** Begin **

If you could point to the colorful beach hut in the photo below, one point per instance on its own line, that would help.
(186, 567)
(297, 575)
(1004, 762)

** End **
** Begin **

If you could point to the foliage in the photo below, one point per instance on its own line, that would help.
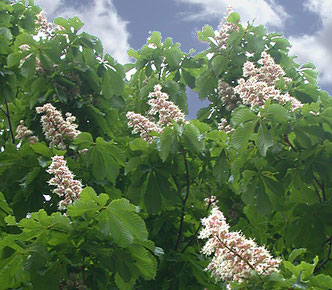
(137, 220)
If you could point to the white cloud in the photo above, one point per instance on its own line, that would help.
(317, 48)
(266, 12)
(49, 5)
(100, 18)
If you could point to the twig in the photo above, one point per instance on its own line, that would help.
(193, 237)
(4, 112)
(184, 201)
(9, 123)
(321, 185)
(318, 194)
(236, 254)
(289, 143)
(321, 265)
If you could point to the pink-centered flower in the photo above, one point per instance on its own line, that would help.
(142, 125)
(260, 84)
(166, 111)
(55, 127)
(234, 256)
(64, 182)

** End **

Work required: Report every line of the entries above that contains the string "below", copying each such line in full. Case counts.

Answer to this task:
If you could point to the colorful beach hut in the photo below, one point per instance on its own line, that would help.
If you could point to the foliage in the photo below, one point per instance on its own line, that would help.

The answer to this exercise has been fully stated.